____ The records

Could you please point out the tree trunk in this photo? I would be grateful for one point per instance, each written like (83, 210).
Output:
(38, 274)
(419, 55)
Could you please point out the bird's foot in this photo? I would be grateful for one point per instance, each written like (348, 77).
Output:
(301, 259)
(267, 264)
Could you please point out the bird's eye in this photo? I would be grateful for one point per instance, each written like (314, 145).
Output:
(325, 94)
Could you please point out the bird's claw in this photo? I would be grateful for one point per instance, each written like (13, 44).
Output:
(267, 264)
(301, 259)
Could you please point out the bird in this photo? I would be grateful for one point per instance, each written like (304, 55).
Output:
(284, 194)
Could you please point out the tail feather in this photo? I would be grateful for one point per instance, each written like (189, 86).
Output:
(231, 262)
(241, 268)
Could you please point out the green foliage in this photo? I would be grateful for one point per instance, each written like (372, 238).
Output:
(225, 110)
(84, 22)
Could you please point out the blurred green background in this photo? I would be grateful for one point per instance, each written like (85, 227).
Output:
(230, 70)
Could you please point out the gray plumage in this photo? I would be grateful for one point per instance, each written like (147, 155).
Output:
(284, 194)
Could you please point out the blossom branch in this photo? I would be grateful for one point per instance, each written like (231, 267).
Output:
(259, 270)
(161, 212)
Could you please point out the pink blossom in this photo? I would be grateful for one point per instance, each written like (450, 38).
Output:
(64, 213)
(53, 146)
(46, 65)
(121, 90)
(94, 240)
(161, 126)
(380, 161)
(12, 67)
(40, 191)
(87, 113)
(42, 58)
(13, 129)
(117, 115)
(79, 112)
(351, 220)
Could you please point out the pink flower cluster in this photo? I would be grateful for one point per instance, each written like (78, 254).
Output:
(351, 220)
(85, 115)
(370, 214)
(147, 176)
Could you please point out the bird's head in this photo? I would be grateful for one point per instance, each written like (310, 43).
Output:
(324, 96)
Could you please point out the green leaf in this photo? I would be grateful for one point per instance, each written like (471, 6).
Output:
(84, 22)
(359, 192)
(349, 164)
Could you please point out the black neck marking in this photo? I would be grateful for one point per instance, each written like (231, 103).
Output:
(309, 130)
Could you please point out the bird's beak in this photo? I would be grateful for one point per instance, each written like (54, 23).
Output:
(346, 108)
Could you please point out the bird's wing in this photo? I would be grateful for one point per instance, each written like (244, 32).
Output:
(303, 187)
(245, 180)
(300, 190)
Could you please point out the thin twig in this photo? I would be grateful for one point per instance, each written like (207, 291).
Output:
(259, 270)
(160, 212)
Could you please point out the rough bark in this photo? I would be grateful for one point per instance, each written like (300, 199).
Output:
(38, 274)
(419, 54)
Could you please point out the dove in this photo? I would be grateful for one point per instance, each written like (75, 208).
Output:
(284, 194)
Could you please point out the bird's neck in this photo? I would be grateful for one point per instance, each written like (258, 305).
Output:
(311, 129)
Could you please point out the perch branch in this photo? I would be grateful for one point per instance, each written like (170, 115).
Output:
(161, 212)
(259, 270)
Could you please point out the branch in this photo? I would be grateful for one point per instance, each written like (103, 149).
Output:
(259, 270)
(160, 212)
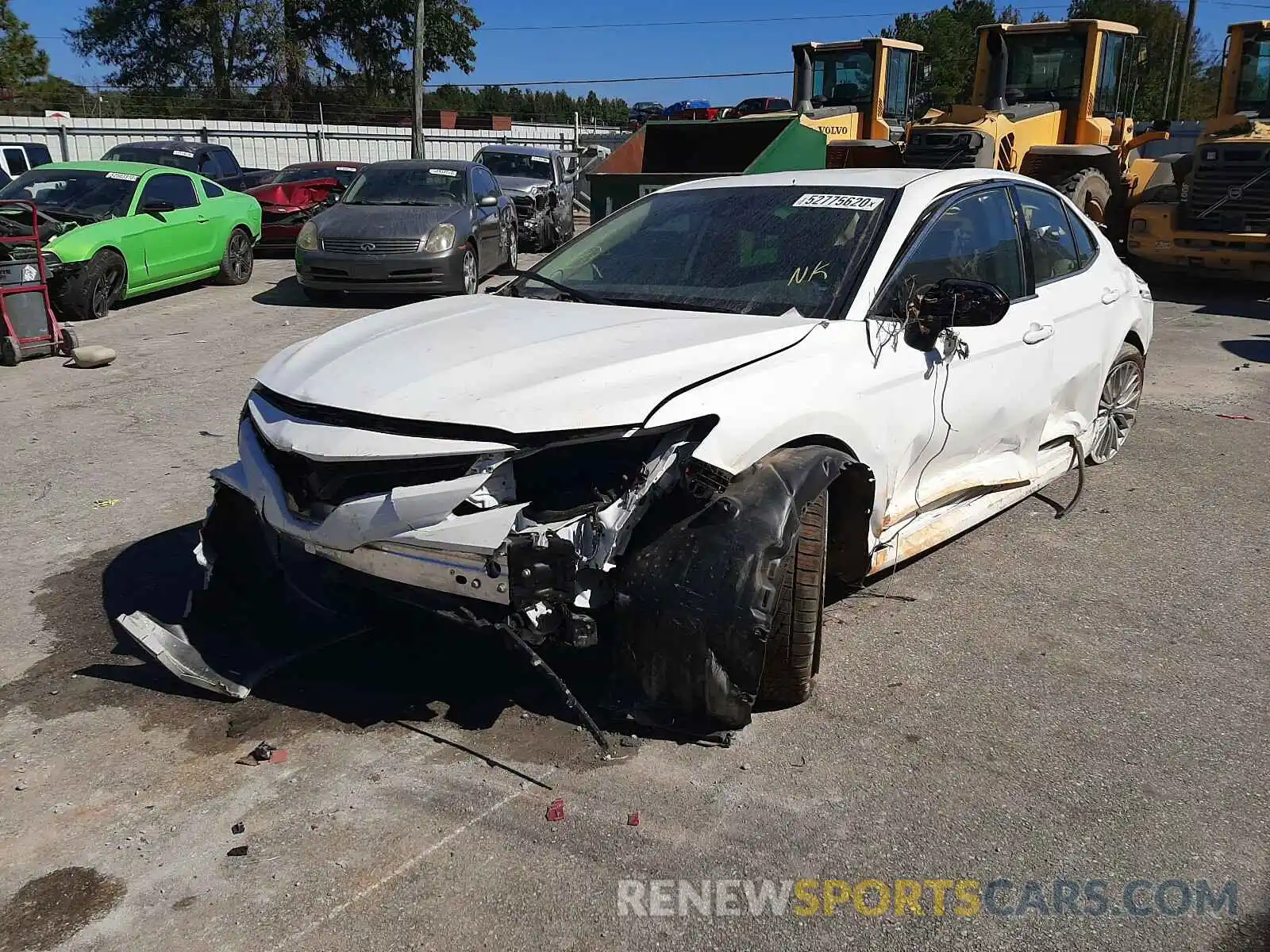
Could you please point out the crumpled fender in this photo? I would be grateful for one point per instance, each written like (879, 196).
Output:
(695, 606)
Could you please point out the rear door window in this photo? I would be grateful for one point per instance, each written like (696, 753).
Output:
(1049, 235)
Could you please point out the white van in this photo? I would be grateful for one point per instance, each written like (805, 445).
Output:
(16, 158)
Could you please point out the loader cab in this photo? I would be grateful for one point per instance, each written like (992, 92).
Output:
(1028, 70)
(865, 86)
(1246, 78)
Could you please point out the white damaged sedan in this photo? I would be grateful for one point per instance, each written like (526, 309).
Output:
(664, 440)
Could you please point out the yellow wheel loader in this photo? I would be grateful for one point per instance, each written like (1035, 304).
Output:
(1212, 209)
(1053, 101)
(859, 94)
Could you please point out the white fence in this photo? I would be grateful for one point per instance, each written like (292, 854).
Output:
(272, 145)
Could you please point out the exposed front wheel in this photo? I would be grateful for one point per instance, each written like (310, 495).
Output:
(469, 271)
(1118, 405)
(94, 291)
(238, 262)
(791, 647)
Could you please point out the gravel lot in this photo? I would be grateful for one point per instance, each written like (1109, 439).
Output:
(1073, 700)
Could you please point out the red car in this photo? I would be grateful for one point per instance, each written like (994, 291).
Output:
(296, 194)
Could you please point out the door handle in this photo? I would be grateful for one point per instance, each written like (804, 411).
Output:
(1038, 333)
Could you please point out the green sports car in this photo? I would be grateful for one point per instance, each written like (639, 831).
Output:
(116, 230)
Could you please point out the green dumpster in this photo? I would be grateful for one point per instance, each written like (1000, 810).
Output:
(667, 152)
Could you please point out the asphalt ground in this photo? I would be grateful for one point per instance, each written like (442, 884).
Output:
(1079, 700)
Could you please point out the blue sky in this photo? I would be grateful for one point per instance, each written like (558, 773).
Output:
(511, 56)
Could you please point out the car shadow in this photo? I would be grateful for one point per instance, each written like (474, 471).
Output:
(1257, 349)
(1218, 296)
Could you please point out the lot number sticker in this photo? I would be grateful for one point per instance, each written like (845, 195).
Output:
(865, 203)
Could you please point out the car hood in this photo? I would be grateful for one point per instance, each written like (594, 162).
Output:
(522, 366)
(518, 183)
(372, 221)
(298, 194)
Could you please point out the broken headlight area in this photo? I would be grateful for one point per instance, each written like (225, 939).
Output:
(525, 535)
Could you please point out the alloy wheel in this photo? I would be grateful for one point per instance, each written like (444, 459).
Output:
(1118, 410)
(241, 257)
(105, 292)
(469, 272)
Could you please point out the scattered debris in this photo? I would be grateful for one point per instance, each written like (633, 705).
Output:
(478, 754)
(264, 753)
(93, 355)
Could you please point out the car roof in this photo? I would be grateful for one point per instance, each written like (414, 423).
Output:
(169, 145)
(328, 164)
(920, 181)
(423, 164)
(98, 165)
(518, 150)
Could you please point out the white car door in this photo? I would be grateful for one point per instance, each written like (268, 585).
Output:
(1079, 289)
(991, 397)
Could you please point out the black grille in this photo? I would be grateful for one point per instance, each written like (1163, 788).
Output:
(309, 482)
(1226, 192)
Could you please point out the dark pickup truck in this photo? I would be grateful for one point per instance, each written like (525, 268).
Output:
(211, 162)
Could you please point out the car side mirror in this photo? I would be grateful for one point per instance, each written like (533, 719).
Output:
(954, 302)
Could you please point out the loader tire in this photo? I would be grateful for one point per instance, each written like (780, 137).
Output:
(1090, 192)
(791, 647)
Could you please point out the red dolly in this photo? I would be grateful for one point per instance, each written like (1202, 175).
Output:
(31, 328)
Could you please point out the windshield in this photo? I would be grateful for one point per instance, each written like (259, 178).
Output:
(844, 78)
(75, 192)
(518, 165)
(1045, 67)
(179, 159)
(738, 251)
(344, 175)
(1253, 93)
(406, 186)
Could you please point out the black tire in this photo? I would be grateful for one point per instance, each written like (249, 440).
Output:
(1090, 192)
(469, 273)
(793, 643)
(70, 340)
(1118, 405)
(97, 289)
(238, 262)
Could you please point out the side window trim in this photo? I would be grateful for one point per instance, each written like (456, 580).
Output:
(926, 222)
(1071, 228)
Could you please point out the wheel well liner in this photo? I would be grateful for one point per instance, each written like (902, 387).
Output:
(695, 605)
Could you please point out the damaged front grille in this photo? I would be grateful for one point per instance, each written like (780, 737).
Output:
(311, 482)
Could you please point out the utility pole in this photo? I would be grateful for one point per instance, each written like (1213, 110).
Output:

________

Exact copy, no pictures: reproduce the whole listing above.

Could you please point out the tree trunk in this photo? I would be grateful for one point per instance, each written like (83, 210).
Output:
(38, 274)
(419, 55)
Could you please point out the bird's foot in this photo? I would be grateful for one point per instance, each written like (348, 77).
Output:
(301, 259)
(267, 264)
Could you please point out the bird's eye in this photo? I would be grateful for one point per instance, each written like (314, 145).
Output:
(325, 94)
Could you please point out the bird's claw in this photo? I would be grateful for one point per instance, each written like (13, 44).
Output:
(267, 264)
(301, 259)
Could you please point out the bird in this photo? I would be grateful for one point per instance, each written like (304, 55).
Output:
(284, 194)
Could you please point out the tail feather in this photo? I would be grateful for one point per instance, each written like (189, 86).
Output:
(231, 262)
(241, 268)
Could you please point out the green foliage in this photo? I would be grateful for one point per instance, each written like (372, 238).
Output:
(225, 110)
(84, 22)
Could you please point out the blurred green background in this photo? I would be grateful for one point per instance, each written like (85, 227).
Output:
(230, 70)
Could you please point out the gray plumage in this photo? I would be grateful for one point per instance, each written like (147, 155).
Output:
(284, 194)
Could you please point out the blossom branch in this photo? I would be grateful for one point per instance, each written like (231, 267).
Output:
(259, 270)
(161, 212)
Could you please point out the pink blossom in this photo? I would be grateful for one point per instance, each written like (450, 38).
Output:
(64, 213)
(53, 146)
(46, 65)
(121, 90)
(94, 240)
(161, 126)
(380, 161)
(12, 67)
(40, 191)
(87, 113)
(42, 58)
(13, 129)
(117, 115)
(79, 112)
(351, 220)
Could you please point out the pink flower cluster in this photo? I would be grateful for one point per instance, each written like (78, 254).
Output:
(351, 220)
(85, 115)
(370, 214)
(147, 176)
Could you please point out the bird's head in this photo? I would be grateful for one point per instance, each written like (310, 43).
Output:
(324, 96)
Could you please point out the green leaf in this photo? I would be grateful for one point per instance, each written like (471, 6).
Output:
(84, 22)
(359, 192)
(349, 164)
Could you please point out the black neck marking in this photo? I would be grateful for one point per instance, each written like (231, 103).
Output:
(309, 130)
Could you please point out the bird's beak in this photo? I would be grateful for one point per instance, each written like (54, 23).
Output:
(346, 108)
Could you please point out the bird's wing in this photo? I would be grateful for one point per instance, each written like (244, 32).
Output:
(303, 187)
(245, 180)
(300, 190)
Could you please point out the thin twig in this photo? I would be grateful for one point per instance, each written like (207, 291).
Output:
(259, 270)
(160, 212)
Could you please point out the rough bark in this photo? I would be grateful for one point per instance, each written like (300, 199).
Output:
(38, 274)
(419, 54)
Could you please point out the dove in this photo? I would be grateful for one point per instance, each written like (75, 208).
Output:
(284, 194)
Could you please point out the bird's neck in this photo? I would be grateful for one point per instance, each written like (258, 305).
Output:
(311, 129)
Could you please point out the perch branch in this photo? I would be grateful for one point per instance, each written like (170, 115).
Output:
(161, 212)
(259, 270)
Could you please point out the branch in this photo? I would be grateful for one point per instance, each written like (103, 149).
Output:
(259, 270)
(160, 212)
Could you please point out the crumpled fender in this photo? I would be grateful for one point per instance, each written like (879, 196).
Output:
(695, 606)
Could you please point out the rear door window in this photo? I would be grateful for one point per instance, each written like (696, 753).
Output:
(1049, 235)
Could you please point out the white van in this photo? I would be grateful for one point per instance, each written like (805, 445).
Output:
(16, 158)
Could you please point out the loader cab in this photo? I would be grateful for one point per instance, each written like (992, 92).
Output:
(1028, 70)
(865, 86)
(1246, 78)
Could you please point out the white damaged sedan in this photo? I would be grateful for one point per instance, each written like (526, 309).
Output:
(664, 440)
Could you please point out the yellow wheel loader in this photo? I would be grateful for one point per instance, each written like (1035, 304).
Output:
(1212, 209)
(1053, 101)
(859, 94)
Could you please point out the white fence in this photo? I would be grateful for one point per instance, each written like (292, 854).
Output:
(272, 145)
Could you please point out the exposed front wheel in this photo? I would be grateful for one point per instance, each written like (310, 495).
Output:
(469, 271)
(1118, 405)
(94, 291)
(238, 262)
(791, 647)
Could you please point out the gravel lot in this photo? I would be grateful for one point per instance, each written like (1109, 439).
Output:
(1073, 700)
Could you please point out the red car in this photo? I would be grateful for one point per instance, each written like (994, 291).
Output:
(296, 194)
Could you please point out the door handle in this photo? I would be grateful for one point per instance, each written like (804, 411).
Output:
(1038, 333)
Could you please point out the green sports car in this photo? I would be grateful for one point per instance, each written like (639, 831).
Output:
(116, 230)
Could you please point out the green dumpster in this photo? I would be grateful for one point per instance, each written like (1000, 810).
Output:
(667, 152)
Could you please point out the asphalt ground in this photo? I would be grateful for one point per instance, each written like (442, 884).
Output:
(1079, 700)
Could you please point out the blue sky in this photo? I would be grateful for one point per instance, each written like (558, 773).
Output:
(511, 56)
Could you please point out the car shadow in this photo? I would be grateful for one point per instance, each written like (474, 471).
Output:
(1257, 349)
(1218, 296)
Could you please point out the lot number sticker in this photo? I would be grateful for one point per instance, each written like (845, 195).
Output:
(865, 203)
Could you please point out the car hood in this photo? I would be grateful for one point per instance, each written like (594, 162).
Output:
(522, 366)
(518, 183)
(372, 221)
(298, 194)
Could you please point out the broken headlight area in this photo? I would be grateful for one point per instance, each written like (225, 939).
Output:
(525, 535)
Could you please point out the alloy wheel in this photo? I would be grateful for one point per instance, each written like (444, 459).
Output:
(1118, 410)
(241, 257)
(105, 292)
(469, 272)
Could you please point out the scattered debris in this photo? I would be grateful for one point per instance, each written like (633, 705).
Output:
(478, 754)
(264, 753)
(93, 355)
Could you please point out the car roof in this photo? I would be grateful for one point per instance, each written like (414, 423).
Output:
(169, 145)
(328, 164)
(920, 181)
(423, 164)
(98, 165)
(518, 150)
Could you please point out the white car door in this photo? I would be grateful for one point per instance, each written like (268, 585).
Output:
(1079, 289)
(991, 397)
Could you please point out the black grille in this photo? I would be grateful for one point per instance, each written like (1163, 788).
Output:
(309, 482)
(1226, 192)
Could you please point out the dark pickup truck in this photo? I would be grateful for one point per instance, each written like (525, 268).
Output:
(211, 162)
Could you please point out the car side mirror in this photo? I would be grateful for one point per instance, each written like (533, 719).
Output:
(954, 302)
Could you please point out the loader tire in this photo? I would be grateful for one point per instance, each written like (780, 137).
Output:
(1090, 192)
(791, 647)
Could you please point out the red dolly in this photo? I would be grateful for one point per instance, each written like (1202, 175).
Output:
(31, 328)
Could you please point out the windshield in this photo? I would be grateful for one point per instance, each written like (259, 178).
Output:
(844, 78)
(75, 192)
(518, 165)
(1045, 67)
(179, 159)
(738, 251)
(344, 175)
(1253, 93)
(406, 186)
Could you please point out the black tire in this photo? I would be grateful for one point per instance, each written like (249, 440).
Output:
(1090, 192)
(469, 273)
(793, 643)
(70, 340)
(1118, 405)
(97, 289)
(238, 262)
Could you please point out the side window trim in this photo? I would be grateful for one point per instance, each written like (456, 580).
Output:
(926, 222)
(1071, 228)
Could you please point out the wheel well liner in this photo? I would be grateful for one point per instance, each written like (902, 387).
Output:
(695, 605)
Could you please point out the damaged front grille in this photo? I would be grateful for one point per instance, each written like (780, 737).
Output:
(311, 482)
Could you please point out the utility pole in this photo? I would be grateful for one point per instance, each written like (1213, 110).
Output:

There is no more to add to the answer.